La connaissance complète de la vérité est l’asymptote de la science, on peut s’en approcher de plus en plus, mais on ne peut espérer l’atteindre jamais. La raison générale des choses, qui est le terme inaccessible de nos recherches, la religion essaye de la deviner. Elle expose les croyances de l’homme sur sa destinée, problème que la science ne peut pas même aborder, car l’origine et la fin des choses échappent à l’observation. L’esprit humain est ainsi fait qu’il lui faut des vues d’ensemble et qu’il s’intéresse aux questions d’origine et de fin, quoiqu’il sache qu’il ne peut vérifier ses solutions. Il croit ce qui lui paraît vraisemblable ; sans doute la foi n’est pas la certitude ; mais il est bon qu’il en soit ainsi : celui qui posséderait la vérité entière s’endormirait dans l’inertie de l’intelligence, car il n’aurait plus rien à chercher. Si l’homme se décourageait devant ces problèmes toujours posés et jamais résolus, il perdrait les aspirations incessantes qui entretiennent son activité et qui font sa grandeur.

____________

■ **But de l’exercice**:
D’après le texte source, pourquoi la science ne peut-elle pas même aborder le problème de la destinée de l’homme ?

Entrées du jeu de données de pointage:
____________

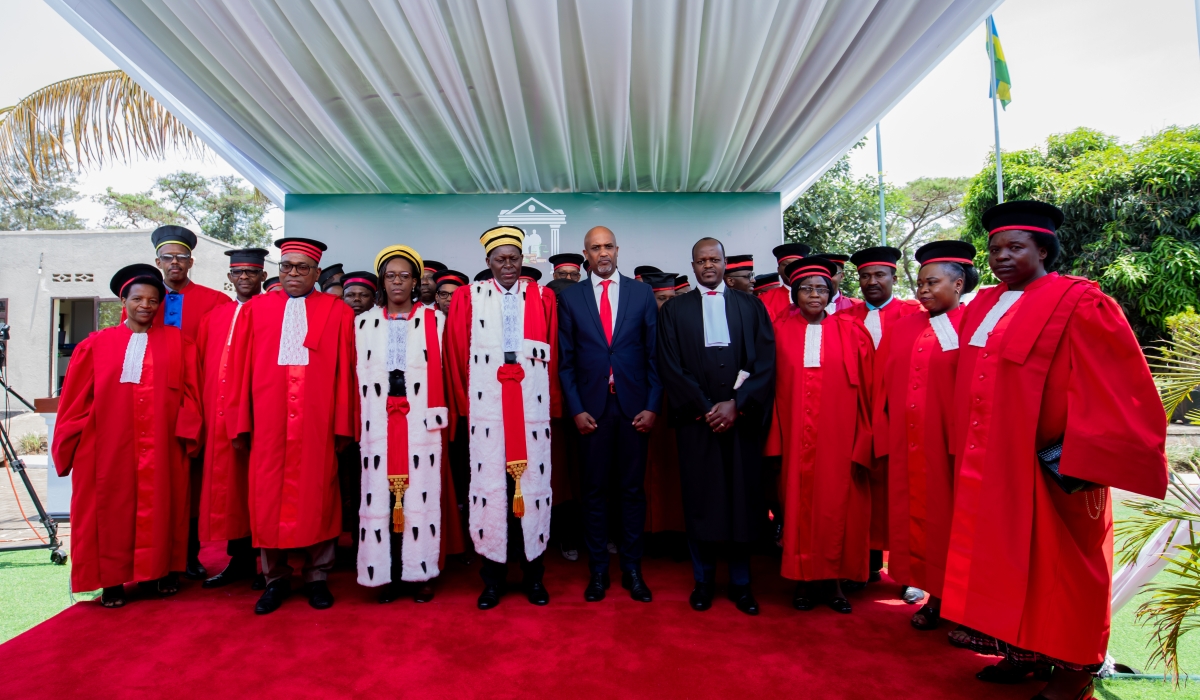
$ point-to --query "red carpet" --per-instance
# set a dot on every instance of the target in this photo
(209, 644)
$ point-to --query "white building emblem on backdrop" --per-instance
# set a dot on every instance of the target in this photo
(529, 215)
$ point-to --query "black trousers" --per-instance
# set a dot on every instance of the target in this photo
(613, 437)
(497, 573)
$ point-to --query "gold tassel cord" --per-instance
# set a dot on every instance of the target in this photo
(515, 471)
(397, 485)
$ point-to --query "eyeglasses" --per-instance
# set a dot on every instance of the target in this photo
(300, 269)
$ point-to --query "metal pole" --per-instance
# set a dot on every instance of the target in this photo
(883, 213)
(995, 111)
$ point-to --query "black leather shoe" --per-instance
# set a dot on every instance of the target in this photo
(490, 597)
(635, 584)
(744, 599)
(701, 597)
(597, 586)
(237, 570)
(802, 598)
(319, 596)
(273, 597)
(537, 593)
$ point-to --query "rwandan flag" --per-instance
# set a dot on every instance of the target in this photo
(1001, 88)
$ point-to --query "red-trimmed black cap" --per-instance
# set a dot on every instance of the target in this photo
(733, 263)
(139, 274)
(569, 259)
(247, 257)
(809, 267)
(450, 277)
(659, 281)
(361, 279)
(790, 251)
(766, 281)
(883, 255)
(946, 251)
(1023, 215)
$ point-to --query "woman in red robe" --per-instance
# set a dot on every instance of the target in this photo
(129, 417)
(1053, 405)
(822, 425)
(917, 360)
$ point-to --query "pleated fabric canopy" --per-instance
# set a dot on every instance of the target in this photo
(493, 96)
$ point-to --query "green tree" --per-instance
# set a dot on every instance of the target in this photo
(41, 207)
(1132, 214)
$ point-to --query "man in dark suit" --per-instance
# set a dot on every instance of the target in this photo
(717, 352)
(606, 340)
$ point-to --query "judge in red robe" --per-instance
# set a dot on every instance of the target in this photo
(225, 506)
(876, 280)
(185, 306)
(917, 362)
(129, 417)
(822, 430)
(295, 402)
(1050, 377)
(779, 299)
(501, 370)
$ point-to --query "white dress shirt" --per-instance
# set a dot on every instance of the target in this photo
(717, 325)
(613, 292)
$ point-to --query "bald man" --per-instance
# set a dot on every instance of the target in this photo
(607, 368)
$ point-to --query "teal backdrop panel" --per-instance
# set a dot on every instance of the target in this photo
(652, 228)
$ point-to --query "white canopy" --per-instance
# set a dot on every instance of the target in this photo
(486, 96)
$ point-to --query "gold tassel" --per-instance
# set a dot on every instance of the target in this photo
(515, 471)
(397, 485)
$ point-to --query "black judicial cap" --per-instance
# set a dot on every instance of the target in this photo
(137, 273)
(1024, 215)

____________

■ **Exercice corrigé**:
Parce que l’origine et la fin des choses échappent à l’observation.